**Exercise description:**
Render the data as a numbered list, from the line with "Expected behaviour: for every instance of the black flat" up to and including the last line of the data, and skip any blank lines.

>> Start Material supplied

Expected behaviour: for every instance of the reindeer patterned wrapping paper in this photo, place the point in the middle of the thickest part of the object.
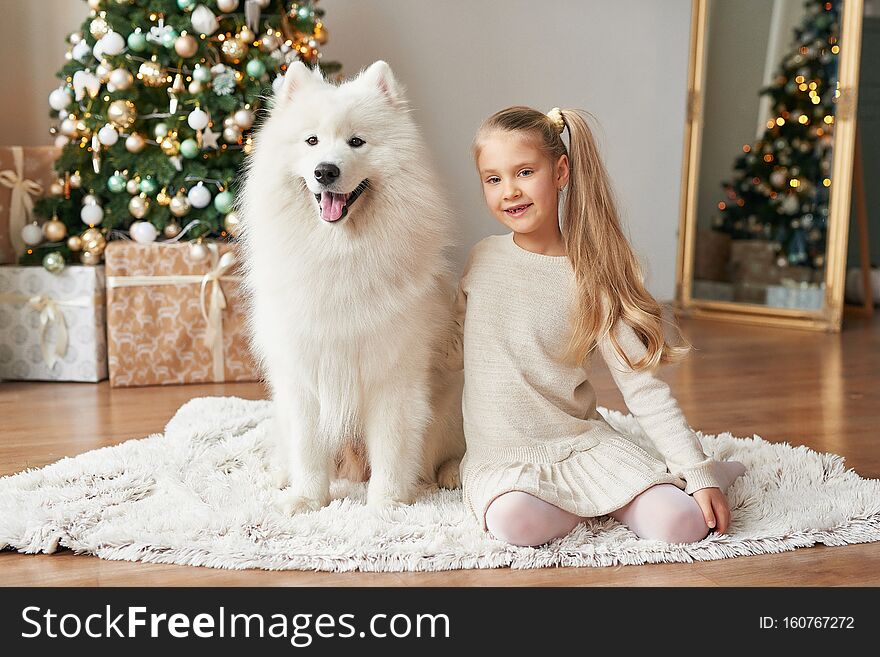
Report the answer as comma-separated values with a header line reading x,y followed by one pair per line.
x,y
52,325
172,319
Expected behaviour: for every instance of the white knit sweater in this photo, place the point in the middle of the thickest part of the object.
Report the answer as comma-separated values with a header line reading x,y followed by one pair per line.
x,y
530,422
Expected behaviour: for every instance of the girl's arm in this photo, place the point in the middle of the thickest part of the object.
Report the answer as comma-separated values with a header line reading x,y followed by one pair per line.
x,y
651,402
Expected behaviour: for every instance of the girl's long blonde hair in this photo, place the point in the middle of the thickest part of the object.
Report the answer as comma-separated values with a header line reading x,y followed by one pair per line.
x,y
607,272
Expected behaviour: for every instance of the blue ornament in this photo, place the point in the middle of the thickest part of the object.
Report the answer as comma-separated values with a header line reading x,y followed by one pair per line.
x,y
116,183
189,148
223,202
255,68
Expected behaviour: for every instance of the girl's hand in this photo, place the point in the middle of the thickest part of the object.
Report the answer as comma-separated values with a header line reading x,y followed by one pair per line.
x,y
716,511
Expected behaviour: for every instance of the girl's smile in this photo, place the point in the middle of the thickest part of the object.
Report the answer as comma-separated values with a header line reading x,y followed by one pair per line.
x,y
521,188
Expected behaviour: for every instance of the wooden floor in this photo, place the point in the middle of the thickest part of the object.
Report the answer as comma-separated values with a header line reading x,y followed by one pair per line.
x,y
805,388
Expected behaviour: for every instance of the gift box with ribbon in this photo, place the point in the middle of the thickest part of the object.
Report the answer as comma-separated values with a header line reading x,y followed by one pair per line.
x,y
26,174
172,318
52,325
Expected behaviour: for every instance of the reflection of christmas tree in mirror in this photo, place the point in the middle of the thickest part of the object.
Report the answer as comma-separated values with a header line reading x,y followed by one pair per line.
x,y
780,186
155,112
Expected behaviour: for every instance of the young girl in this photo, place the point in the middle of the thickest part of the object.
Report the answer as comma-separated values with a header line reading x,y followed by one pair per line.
x,y
532,306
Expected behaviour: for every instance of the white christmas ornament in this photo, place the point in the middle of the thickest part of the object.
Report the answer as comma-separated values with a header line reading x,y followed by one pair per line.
x,y
199,196
204,21
121,78
92,214
60,98
111,43
197,119
107,135
143,232
32,234
85,82
81,51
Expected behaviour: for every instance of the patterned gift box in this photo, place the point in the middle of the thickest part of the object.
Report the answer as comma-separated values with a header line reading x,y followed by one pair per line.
x,y
52,326
173,319
25,175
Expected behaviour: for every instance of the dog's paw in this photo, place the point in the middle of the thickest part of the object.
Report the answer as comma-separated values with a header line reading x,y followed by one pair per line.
x,y
448,476
292,503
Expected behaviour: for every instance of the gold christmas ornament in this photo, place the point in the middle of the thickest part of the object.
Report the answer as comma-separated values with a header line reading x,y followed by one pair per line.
x,y
233,50
152,75
186,46
179,205
135,143
90,257
122,113
320,33
170,146
93,241
54,230
74,243
99,27
138,206
232,223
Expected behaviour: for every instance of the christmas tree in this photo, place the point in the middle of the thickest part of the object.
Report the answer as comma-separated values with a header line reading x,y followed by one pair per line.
x,y
780,185
155,113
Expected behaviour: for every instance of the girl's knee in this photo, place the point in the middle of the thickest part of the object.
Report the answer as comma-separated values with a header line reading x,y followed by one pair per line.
x,y
513,518
683,524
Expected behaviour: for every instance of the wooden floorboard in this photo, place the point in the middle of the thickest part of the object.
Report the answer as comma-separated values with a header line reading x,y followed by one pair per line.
x,y
815,389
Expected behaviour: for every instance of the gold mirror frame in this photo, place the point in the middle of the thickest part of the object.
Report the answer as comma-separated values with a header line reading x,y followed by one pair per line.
x,y
830,316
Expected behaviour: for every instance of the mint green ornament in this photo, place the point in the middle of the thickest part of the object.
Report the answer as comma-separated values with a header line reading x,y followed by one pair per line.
x,y
189,148
137,41
149,185
169,38
202,74
255,68
116,183
223,202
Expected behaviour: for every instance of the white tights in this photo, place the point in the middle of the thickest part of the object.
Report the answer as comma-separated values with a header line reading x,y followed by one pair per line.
x,y
662,512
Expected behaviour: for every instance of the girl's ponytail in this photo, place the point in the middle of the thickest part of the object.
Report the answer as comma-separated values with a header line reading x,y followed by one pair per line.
x,y
609,278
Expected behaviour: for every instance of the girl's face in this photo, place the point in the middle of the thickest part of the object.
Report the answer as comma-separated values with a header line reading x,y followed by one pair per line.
x,y
520,184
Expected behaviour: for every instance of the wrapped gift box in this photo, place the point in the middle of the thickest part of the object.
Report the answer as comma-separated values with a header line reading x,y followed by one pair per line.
x,y
172,318
52,326
25,175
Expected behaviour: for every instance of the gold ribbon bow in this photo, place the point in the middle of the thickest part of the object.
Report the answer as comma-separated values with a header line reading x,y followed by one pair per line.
x,y
213,313
51,315
21,206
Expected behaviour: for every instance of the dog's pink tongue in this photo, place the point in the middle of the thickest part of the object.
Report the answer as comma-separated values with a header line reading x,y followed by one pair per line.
x,y
331,206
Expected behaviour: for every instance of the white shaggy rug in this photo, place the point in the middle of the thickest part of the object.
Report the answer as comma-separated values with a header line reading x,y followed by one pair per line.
x,y
200,495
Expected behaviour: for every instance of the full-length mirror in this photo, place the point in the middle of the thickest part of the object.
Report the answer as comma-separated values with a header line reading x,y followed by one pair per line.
x,y
768,160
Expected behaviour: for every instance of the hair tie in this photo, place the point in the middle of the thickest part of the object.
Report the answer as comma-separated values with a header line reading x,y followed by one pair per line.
x,y
555,116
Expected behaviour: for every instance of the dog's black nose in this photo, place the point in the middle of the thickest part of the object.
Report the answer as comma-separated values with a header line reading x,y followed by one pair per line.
x,y
326,173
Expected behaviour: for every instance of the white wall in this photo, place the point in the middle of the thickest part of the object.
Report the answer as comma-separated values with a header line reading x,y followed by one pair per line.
x,y
625,62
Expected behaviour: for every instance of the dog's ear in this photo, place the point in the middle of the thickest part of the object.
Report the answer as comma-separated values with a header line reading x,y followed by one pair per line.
x,y
298,76
379,75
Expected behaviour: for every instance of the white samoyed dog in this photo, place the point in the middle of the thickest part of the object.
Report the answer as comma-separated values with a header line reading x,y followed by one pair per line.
x,y
344,236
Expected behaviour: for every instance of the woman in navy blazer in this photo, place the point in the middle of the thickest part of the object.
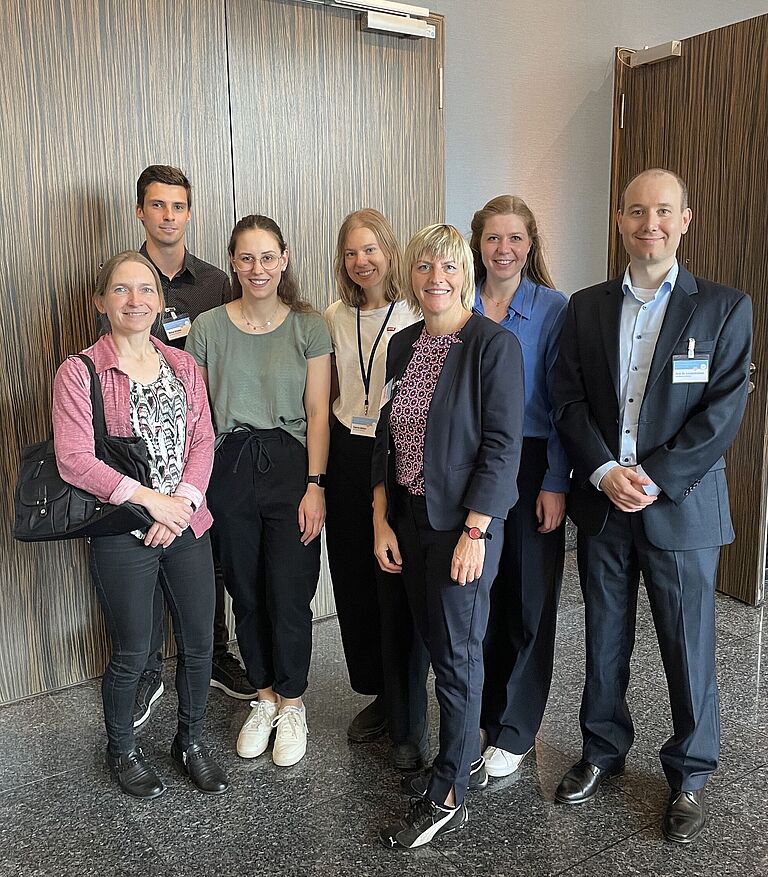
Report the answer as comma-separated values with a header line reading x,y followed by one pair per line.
x,y
444,476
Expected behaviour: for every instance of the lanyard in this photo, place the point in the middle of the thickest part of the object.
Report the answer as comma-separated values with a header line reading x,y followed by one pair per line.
x,y
366,374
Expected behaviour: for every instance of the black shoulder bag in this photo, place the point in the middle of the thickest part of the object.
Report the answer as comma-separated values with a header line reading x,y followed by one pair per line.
x,y
48,509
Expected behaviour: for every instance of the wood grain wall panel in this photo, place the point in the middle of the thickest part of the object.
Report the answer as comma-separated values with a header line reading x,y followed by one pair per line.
x,y
327,119
705,115
91,91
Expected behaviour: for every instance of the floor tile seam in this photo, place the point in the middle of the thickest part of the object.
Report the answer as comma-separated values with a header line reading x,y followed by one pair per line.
x,y
602,851
725,784
37,782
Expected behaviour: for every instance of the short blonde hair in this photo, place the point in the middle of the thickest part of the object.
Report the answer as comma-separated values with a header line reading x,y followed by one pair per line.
x,y
105,275
443,241
349,292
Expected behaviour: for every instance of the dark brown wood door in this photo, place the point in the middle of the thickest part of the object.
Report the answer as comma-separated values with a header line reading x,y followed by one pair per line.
x,y
705,115
91,93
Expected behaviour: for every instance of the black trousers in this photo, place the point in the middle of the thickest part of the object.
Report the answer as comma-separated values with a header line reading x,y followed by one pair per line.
x,y
125,574
681,591
258,480
220,631
452,621
383,650
520,641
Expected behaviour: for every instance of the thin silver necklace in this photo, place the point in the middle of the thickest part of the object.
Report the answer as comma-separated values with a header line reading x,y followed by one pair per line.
x,y
253,326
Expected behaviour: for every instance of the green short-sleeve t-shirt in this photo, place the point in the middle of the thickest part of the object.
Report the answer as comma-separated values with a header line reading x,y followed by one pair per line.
x,y
258,380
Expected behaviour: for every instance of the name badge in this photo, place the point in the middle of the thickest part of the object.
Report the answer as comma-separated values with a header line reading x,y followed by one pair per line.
x,y
176,325
365,426
690,370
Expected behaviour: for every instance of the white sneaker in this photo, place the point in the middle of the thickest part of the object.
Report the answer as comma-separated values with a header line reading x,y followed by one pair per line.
x,y
291,737
500,763
255,733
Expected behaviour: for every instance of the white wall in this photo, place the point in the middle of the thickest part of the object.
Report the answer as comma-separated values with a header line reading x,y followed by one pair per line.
x,y
528,102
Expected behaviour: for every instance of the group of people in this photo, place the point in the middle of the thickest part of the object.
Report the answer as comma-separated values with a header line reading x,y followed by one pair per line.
x,y
437,419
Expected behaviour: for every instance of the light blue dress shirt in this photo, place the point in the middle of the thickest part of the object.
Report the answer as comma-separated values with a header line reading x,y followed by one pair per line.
x,y
642,316
535,316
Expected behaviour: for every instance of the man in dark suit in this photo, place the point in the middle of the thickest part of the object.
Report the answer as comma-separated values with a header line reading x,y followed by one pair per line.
x,y
650,387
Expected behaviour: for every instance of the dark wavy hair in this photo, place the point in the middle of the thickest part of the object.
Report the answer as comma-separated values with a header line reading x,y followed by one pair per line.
x,y
288,289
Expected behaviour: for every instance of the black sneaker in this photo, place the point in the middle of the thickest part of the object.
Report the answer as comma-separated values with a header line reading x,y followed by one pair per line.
x,y
423,822
370,723
135,776
149,690
416,784
227,674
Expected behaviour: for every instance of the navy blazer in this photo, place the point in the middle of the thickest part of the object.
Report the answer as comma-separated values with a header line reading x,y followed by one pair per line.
x,y
684,429
474,426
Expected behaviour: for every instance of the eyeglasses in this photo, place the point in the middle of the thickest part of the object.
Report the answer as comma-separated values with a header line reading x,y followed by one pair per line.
x,y
246,261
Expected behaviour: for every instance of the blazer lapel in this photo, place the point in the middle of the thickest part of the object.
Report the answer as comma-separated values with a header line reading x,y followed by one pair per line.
x,y
609,311
679,310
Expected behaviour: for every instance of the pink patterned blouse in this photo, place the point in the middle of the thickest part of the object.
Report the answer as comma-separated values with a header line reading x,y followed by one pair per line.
x,y
410,407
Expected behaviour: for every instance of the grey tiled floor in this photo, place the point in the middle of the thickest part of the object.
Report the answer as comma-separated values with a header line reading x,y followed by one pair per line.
x,y
60,814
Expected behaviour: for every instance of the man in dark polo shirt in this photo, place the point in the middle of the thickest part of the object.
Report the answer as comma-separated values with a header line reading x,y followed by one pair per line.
x,y
190,287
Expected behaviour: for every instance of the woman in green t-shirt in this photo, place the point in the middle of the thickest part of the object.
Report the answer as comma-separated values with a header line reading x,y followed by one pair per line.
x,y
266,358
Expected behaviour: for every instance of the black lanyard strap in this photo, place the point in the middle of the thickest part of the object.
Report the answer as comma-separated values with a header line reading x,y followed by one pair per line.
x,y
366,374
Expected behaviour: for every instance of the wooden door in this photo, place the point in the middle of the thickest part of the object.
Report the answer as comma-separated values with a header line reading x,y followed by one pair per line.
x,y
705,115
91,92
326,119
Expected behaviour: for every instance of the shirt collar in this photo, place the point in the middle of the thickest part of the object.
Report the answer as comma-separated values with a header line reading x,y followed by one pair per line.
x,y
667,284
522,300
189,262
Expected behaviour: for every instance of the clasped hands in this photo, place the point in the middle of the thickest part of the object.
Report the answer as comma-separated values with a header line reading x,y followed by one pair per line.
x,y
624,487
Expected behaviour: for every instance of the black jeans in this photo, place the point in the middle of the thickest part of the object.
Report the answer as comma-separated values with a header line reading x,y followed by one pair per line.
x,y
220,631
384,651
125,573
258,480
519,645
452,620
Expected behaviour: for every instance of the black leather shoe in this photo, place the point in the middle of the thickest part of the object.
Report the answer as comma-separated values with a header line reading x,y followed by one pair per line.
x,y
134,775
370,723
582,781
196,762
686,816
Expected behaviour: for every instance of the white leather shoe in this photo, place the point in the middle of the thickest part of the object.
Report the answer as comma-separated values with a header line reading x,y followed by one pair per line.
x,y
255,733
500,763
291,737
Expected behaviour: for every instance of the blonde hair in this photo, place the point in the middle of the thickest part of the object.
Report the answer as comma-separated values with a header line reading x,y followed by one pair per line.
x,y
505,205
111,265
443,241
349,292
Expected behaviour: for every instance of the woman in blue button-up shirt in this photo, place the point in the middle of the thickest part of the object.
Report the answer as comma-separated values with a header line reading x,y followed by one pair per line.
x,y
515,290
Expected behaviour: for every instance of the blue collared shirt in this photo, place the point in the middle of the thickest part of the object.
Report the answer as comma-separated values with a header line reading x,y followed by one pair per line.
x,y
535,316
642,316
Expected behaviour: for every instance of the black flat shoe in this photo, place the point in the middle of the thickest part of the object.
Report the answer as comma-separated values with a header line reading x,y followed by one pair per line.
x,y
370,723
134,776
686,816
416,784
196,762
582,781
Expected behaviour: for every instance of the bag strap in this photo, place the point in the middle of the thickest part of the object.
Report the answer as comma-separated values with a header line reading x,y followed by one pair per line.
x,y
97,400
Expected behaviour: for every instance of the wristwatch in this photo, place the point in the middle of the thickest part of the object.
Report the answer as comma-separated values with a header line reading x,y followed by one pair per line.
x,y
477,533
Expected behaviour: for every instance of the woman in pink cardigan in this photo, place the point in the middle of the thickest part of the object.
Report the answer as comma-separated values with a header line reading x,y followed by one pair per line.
x,y
155,392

>> End Material supplied

**The reply:**
1. Expected behaviour: for every instance of the black flat shoe in this photo, place the point in the middle of the thickest part of the object.
2. Report the answer as comma-separated values with a header line reading x,y followed by one pair per line.
3. x,y
4. 370,723
5. 134,776
6. 686,816
7. 416,784
8. 196,762
9. 582,781
10. Expected behaviour: for every instance of the bag strap in this photo, place the point in the middle of the thickest part of the object.
11. Report the answer as comma-separated values with a header line reading x,y followed by one pair per line.
12. x,y
13. 97,400
14. Expected behaviour: for every instance of the wristwatch in this photo, place the point in the middle of the thickest part of the object.
15. Report the answer as comma-separated values with a header line reading x,y followed by one pair per line.
16. x,y
17. 477,533
18. Expected behaviour: for every instance of the woman in pink cardigan in this photo, place the point in the middle of the thickest part of the object.
19. Report the answer as comma-separated values with a header line reading x,y followed by one pair per line.
20. x,y
21. 155,392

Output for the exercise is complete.